# Exercise details:
All lines from the one containing "Target: dog's ear" to the end of the entries below must be output exactly, and no other lines.

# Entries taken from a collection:
########

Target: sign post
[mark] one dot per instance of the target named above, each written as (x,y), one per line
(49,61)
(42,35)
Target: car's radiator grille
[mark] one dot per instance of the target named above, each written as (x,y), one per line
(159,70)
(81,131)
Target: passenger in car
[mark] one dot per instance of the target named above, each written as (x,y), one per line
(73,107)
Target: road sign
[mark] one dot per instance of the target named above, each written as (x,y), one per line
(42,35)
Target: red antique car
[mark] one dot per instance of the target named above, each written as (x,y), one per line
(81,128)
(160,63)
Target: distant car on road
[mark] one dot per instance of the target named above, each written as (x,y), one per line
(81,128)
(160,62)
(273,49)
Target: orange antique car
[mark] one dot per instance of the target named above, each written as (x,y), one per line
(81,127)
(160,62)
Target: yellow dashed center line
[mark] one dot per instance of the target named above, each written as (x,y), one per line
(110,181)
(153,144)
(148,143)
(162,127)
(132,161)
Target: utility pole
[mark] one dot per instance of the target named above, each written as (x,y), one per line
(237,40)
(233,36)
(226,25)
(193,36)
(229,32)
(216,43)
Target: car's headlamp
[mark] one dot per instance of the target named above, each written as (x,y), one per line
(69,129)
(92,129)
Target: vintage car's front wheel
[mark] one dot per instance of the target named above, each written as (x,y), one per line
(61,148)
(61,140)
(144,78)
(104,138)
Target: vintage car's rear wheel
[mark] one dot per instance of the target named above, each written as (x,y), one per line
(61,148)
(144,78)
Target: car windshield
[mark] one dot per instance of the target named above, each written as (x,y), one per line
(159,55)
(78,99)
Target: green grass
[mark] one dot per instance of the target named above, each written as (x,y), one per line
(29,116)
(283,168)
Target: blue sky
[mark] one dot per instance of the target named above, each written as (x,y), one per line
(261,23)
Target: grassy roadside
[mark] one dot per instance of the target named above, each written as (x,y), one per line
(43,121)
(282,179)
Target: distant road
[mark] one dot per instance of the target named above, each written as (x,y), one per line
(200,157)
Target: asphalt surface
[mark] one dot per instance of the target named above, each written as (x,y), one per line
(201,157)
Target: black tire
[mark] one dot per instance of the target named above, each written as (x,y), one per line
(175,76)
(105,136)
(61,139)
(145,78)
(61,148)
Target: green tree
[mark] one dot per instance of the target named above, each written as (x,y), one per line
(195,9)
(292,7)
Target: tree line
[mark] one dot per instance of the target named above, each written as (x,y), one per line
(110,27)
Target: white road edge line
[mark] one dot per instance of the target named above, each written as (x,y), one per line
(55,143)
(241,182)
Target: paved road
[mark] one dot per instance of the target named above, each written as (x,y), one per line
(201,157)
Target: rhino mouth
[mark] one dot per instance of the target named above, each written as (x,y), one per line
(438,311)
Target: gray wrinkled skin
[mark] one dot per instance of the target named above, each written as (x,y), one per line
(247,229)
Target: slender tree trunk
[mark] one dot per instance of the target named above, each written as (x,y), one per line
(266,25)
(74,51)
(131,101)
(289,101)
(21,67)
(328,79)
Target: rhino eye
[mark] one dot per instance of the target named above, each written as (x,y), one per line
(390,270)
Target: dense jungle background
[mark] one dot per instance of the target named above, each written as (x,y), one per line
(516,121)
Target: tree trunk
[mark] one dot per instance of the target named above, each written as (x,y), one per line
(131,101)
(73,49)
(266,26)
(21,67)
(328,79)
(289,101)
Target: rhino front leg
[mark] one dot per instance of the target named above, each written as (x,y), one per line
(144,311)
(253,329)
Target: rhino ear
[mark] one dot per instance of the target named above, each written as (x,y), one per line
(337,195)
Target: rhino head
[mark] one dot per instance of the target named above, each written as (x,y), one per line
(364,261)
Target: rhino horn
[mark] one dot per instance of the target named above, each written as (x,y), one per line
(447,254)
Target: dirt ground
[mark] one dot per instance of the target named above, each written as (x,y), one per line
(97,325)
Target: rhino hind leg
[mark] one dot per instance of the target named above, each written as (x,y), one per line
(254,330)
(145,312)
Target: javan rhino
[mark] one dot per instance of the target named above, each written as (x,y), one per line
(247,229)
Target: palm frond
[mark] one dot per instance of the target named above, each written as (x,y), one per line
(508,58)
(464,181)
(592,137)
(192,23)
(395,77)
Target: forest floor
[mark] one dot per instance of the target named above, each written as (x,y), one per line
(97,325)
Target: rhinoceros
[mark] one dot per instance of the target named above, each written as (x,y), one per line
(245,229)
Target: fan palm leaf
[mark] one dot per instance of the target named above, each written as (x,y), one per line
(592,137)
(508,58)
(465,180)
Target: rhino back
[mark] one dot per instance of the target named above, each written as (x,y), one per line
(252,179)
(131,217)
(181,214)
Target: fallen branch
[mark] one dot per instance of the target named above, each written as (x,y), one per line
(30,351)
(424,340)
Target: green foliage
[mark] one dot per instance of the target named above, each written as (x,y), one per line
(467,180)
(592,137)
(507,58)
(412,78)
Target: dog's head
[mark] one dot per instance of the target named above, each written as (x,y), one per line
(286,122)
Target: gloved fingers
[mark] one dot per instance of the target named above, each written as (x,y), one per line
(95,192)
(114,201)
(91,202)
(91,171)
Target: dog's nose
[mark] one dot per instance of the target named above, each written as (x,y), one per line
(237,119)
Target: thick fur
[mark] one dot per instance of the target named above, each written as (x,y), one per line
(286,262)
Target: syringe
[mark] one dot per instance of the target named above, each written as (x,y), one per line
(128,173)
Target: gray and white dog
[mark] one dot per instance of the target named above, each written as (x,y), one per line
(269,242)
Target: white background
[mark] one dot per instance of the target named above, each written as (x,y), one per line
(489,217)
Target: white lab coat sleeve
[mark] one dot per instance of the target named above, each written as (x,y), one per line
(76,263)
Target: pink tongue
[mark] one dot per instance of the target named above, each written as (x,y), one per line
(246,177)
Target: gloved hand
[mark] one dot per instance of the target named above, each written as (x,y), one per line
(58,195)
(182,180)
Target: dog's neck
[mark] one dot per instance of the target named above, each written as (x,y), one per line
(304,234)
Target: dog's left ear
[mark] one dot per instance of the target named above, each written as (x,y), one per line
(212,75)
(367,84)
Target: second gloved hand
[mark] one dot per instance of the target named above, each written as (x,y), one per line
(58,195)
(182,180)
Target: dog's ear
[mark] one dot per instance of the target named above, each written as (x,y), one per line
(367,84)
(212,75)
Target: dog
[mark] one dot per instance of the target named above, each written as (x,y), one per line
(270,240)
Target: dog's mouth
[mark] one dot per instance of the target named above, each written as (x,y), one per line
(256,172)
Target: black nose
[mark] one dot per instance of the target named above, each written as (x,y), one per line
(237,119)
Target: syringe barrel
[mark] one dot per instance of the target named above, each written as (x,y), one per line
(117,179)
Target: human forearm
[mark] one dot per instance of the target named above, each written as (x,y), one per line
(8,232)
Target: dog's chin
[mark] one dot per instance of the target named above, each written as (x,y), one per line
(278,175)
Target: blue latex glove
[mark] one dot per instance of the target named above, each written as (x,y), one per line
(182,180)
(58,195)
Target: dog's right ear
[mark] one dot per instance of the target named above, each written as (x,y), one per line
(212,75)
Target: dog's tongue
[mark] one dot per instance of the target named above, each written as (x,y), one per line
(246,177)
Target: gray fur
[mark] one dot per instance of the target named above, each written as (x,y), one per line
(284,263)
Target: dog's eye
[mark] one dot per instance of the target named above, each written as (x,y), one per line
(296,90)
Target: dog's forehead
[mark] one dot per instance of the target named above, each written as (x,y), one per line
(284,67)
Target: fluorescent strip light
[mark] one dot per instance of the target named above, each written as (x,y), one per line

########

# The completed task:
Target: dog's ear
[mark] one dot per instance of the target named above, each written as (x,y), one per line
(367,84)
(212,75)
Target: dog
[mark] one dot per instance of the target named above, each written as (x,y), one per line
(270,240)
Target: dog's mouth
[mark] one dot per instance of the target named above, each written as (x,y), one per line
(256,172)
Target: black nose
[mark] one dot per instance of the target named above, each written as (x,y), one per line
(237,119)
Target: syringe barrel
[mark] one dot per instance of the target named above, each written as (x,y), one per line
(117,179)
Target: human forearm
[mark] one dot per instance of the target named above, each written as (x,y), one per line
(8,232)
Target: dog's chin
[mark] one dot per instance of the target named above, each written as (x,y), one per line
(278,175)
Target: blue latex glove
[mark] one dot per instance of the target named above, each written as (x,y), one per line
(182,180)
(58,195)
Target: dog's right ear
[mark] one dot per instance of the target named above, each written as (x,y), one per line
(212,75)
Target: dog's tongue
[mark] one dot per instance of the target named above, each written as (x,y), one per line
(246,177)
Target: gray fur
[mark] one dot per instance of the target named above, each written as (x,y), one per line
(284,263)
Target: dog's eye
[mark] one dot per instance of the target named above, each written as (x,y), one per line
(296,90)
Target: dog's forehead
[mark] one dot per instance of the target named above, each written as (x,y), one per line
(284,67)
Target: fluorescent strip light
[mark] one dot per instance of the target named above, each written as (x,y), one per line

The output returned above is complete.